• **TASK**: Leave every picture out and return the rest of the listing verbatim.

EXTRACTED INFORMATION Block Start

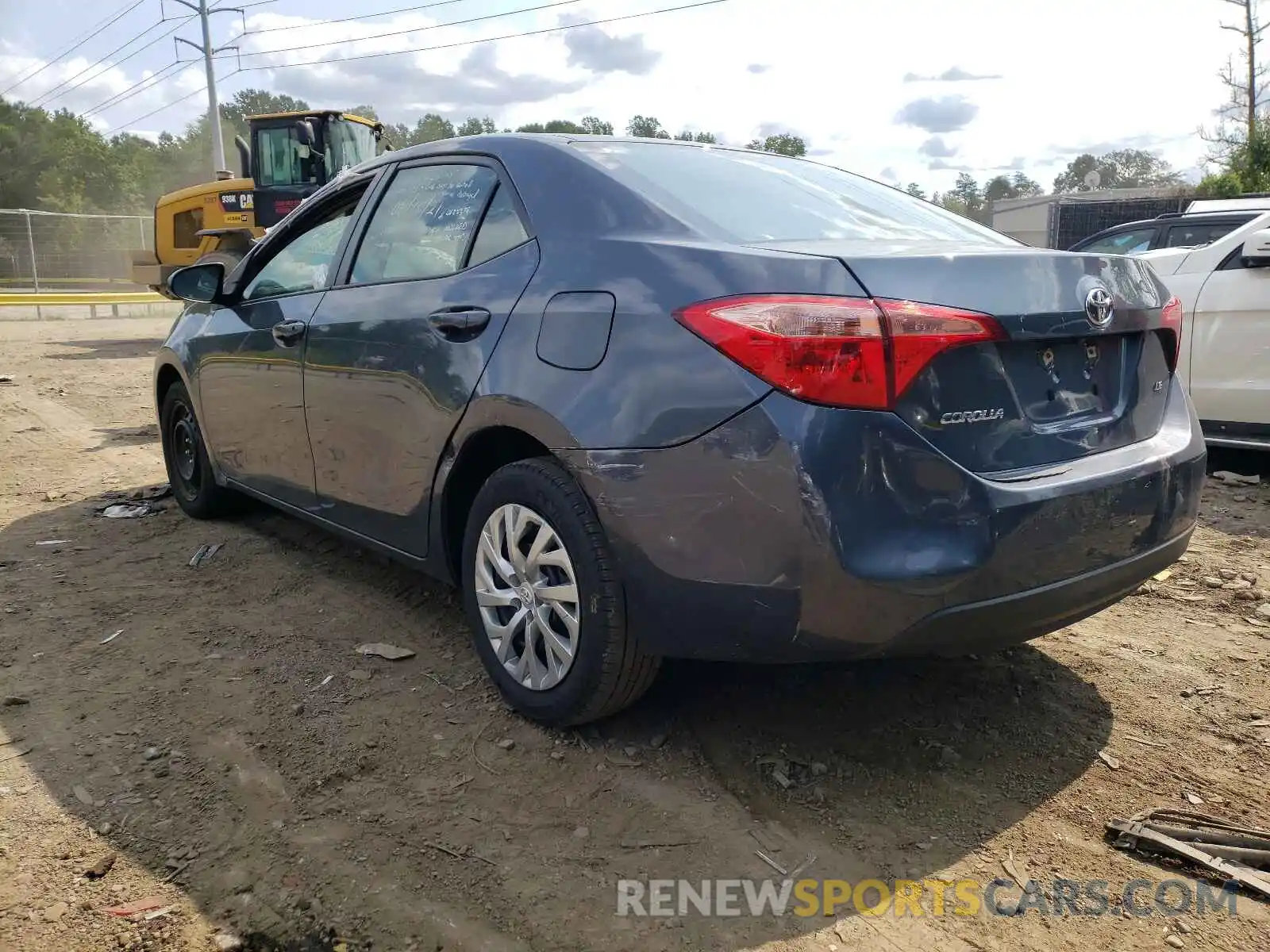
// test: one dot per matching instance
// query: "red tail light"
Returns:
(1172, 321)
(838, 351)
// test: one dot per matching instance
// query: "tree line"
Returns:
(56, 162)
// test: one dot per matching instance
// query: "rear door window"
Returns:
(752, 197)
(502, 228)
(1194, 234)
(1124, 243)
(425, 222)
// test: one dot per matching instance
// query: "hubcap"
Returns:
(184, 450)
(527, 596)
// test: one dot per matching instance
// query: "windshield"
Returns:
(765, 197)
(348, 144)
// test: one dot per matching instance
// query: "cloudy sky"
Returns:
(908, 90)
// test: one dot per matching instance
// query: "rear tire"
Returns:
(520, 605)
(184, 454)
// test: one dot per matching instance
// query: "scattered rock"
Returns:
(387, 651)
(101, 867)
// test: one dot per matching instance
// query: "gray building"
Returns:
(1034, 220)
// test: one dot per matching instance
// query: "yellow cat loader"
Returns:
(290, 156)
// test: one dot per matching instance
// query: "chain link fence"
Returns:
(61, 251)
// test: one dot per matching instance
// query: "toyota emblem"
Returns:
(1098, 308)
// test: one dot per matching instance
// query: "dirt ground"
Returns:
(247, 768)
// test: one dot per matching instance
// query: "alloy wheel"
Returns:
(527, 597)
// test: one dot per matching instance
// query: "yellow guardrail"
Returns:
(88, 298)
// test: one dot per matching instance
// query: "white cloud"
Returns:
(1075, 75)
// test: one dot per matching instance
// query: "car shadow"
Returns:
(107, 349)
(233, 740)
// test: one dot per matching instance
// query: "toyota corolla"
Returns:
(648, 399)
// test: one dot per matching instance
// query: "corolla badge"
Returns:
(973, 416)
(1098, 308)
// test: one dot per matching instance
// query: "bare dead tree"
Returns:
(1248, 86)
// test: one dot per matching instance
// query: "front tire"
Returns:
(184, 454)
(546, 611)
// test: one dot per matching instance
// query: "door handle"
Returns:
(289, 333)
(467, 321)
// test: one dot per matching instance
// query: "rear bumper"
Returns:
(798, 533)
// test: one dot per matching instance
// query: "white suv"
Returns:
(1225, 362)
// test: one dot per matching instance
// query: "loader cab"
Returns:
(295, 154)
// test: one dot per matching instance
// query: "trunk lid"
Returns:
(1062, 385)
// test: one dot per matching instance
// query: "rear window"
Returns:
(1193, 234)
(765, 197)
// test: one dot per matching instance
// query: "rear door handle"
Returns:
(289, 333)
(459, 321)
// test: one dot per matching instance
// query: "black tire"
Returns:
(184, 454)
(609, 670)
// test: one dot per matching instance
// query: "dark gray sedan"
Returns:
(648, 399)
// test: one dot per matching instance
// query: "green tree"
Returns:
(594, 126)
(645, 127)
(475, 127)
(1123, 168)
(784, 144)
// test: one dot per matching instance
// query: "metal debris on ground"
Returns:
(391, 653)
(203, 554)
(1240, 854)
(1236, 479)
(772, 862)
(127, 511)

EXTRACTED INFORMATION Block End

• **OUTPUT FOR THIS TASK**:
// test: one dot per matching instance
// query: "red tail light"
Returns:
(1172, 321)
(838, 351)
// test: one dot per matching instance
// query: "tree line"
Returns:
(56, 162)
// test: one dot per matching instance
// query: "rear door window"
Returns:
(752, 197)
(502, 228)
(1194, 234)
(1124, 243)
(425, 222)
// test: one dot per matching instance
// query: "hubcap"
Returns:
(184, 450)
(527, 596)
// test: one dot per matching instance
// query: "windshield"
Returns:
(765, 197)
(348, 144)
// test: one dot per matching instance
// query: "cloudy sky"
Returns:
(908, 90)
// test: one dot per matching instance
// query: "rear tire"
Returns:
(520, 605)
(184, 454)
// test: one dot per matching instance
// query: "scattered rock"
Returns:
(387, 651)
(101, 867)
// test: one dot per matching instance
// query: "gray building"
Returns:
(1034, 220)
// test: one dot per matching instance
// query: "yellow cat loader"
Returns:
(290, 156)
// test: one dot per matching instance
// query: "chain link fence"
Returns:
(61, 251)
// test: one dot per matching instance
// query: "toyota emblem"
Returns:
(1098, 308)
// test: one dot per matching instance
// query: "dirt ground"
Returns:
(247, 768)
// test: one dot per matching instance
// query: "alloy wheel"
Returns:
(527, 597)
// test: one dot per matching instance
// query: "yellow guardrail"
Returns:
(88, 298)
// test: one dot per matching instance
// query: "white cloud"
Returns:
(1075, 75)
// test: one dot per matching instance
// query: "car shadow"
Returns:
(107, 349)
(233, 740)
// test: one dot per matching instance
// query: "toyota corolla"
Returns:
(648, 399)
// test: one dot per matching instance
// query: "corolla badge"
Returns:
(973, 416)
(1098, 308)
// test: one dot per matching instance
// query: "bare dead tree"
Returns:
(1248, 86)
// test: one dot per matching instance
// query: "front tire"
Returns:
(184, 454)
(546, 611)
// test: one dot per matching instance
// query: "door handle"
Returns:
(289, 333)
(467, 321)
// test: one dot per matching instance
// query: "rear bumper"
Returns:
(798, 533)
// test: one dot per matching instance
// query: "white suv"
Returns:
(1225, 362)
// test: one dot per matching instance
// query: "loader cab"
Returns:
(295, 154)
// test: one dot per matching instance
// query: "trunk lid"
Returns:
(1062, 385)
// test: one dot per matching instance
// query: "rear window"
Returns:
(1193, 234)
(765, 197)
// test: one dot per matching instance
// query: "rear door handle"
Returns:
(289, 333)
(459, 321)
// test: one dot per matching instance
// query: "black tire"
Returns:
(184, 454)
(609, 670)
// test: one dot per matching instance
// query: "dark gray sedan"
Returns:
(648, 399)
// test: one dot per matching instance
// query: "green tree"
Returns:
(594, 126)
(645, 127)
(475, 127)
(1123, 168)
(784, 144)
// test: one dot per matching instance
// query: "metal debris on ground"
Returns:
(391, 653)
(203, 554)
(1240, 854)
(1236, 479)
(772, 862)
(127, 511)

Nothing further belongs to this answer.